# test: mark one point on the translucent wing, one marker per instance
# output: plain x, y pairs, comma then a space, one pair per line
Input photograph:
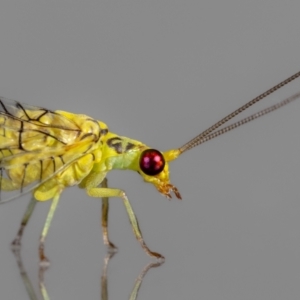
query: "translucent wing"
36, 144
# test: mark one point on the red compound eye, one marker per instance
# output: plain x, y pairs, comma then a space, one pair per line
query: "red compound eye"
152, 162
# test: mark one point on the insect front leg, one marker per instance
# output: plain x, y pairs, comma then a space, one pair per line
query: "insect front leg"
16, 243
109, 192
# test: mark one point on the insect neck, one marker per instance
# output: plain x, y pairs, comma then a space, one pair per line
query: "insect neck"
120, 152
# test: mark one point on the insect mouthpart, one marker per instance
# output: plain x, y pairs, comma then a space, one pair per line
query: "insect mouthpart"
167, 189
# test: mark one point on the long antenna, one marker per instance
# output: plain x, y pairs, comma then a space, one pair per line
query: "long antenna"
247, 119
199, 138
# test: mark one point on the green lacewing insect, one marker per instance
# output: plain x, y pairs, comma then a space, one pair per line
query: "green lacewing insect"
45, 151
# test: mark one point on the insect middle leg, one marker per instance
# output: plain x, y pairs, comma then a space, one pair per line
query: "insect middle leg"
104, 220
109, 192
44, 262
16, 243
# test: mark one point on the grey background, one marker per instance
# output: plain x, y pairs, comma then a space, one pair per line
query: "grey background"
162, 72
---
__Aufgabenstellung__. Gib sämtliche Datensätze oben Zeile für Zeile unverändert wieder und lass dabei die Bilder weg.

__Musterlösung__.
# test: mark one point on the translucent wing, one marker per instance
# output: plain x, y pairs, comma then a space, one pair per line
Input photograph:
query: "translucent wing"
36, 144
# test: mark one point on the red compound eye, one marker per instance
# output: plain x, y pairs, comma then a space, one pair per line
query: "red compound eye"
152, 162
# test: mark one point on the insect front leg, one marker per instance
# output: plain x, y pairs, comma then a space, one pair per line
query: "insect front leg"
16, 243
109, 192
# test: mark one point on the insect neck, one marker per instance
# output: plain x, y pairs, comma then a space, one pair per line
query: "insect neck"
120, 152
# test: mark one point on the insect mouthpart, one marker per instance
# output: plain x, y pairs, comma then a space, one pair per line
query: "insect mouthpart"
167, 189
# test: mark one point on the long antenna, one marker per instance
# output: plain x, y pairs, comma then a space, one pair per line
query: "long antenna"
247, 119
199, 138
# test: mark one point on the green lacewing insect, one marker per instance
# output: plain x, y pairs, comma then a space, one pair per line
query: "green lacewing insect"
45, 151
# test: mark one point on the insect middle leg, one marker per instance
# output: plain x, y pairs, comma then a space, one pair per line
query: "insect middle leg"
104, 220
109, 192
44, 262
16, 243
# test: mark one point on the grey background, one marker per instance
# output: plain x, y pairs, comma then a space, one pair per line
query: "grey background"
162, 72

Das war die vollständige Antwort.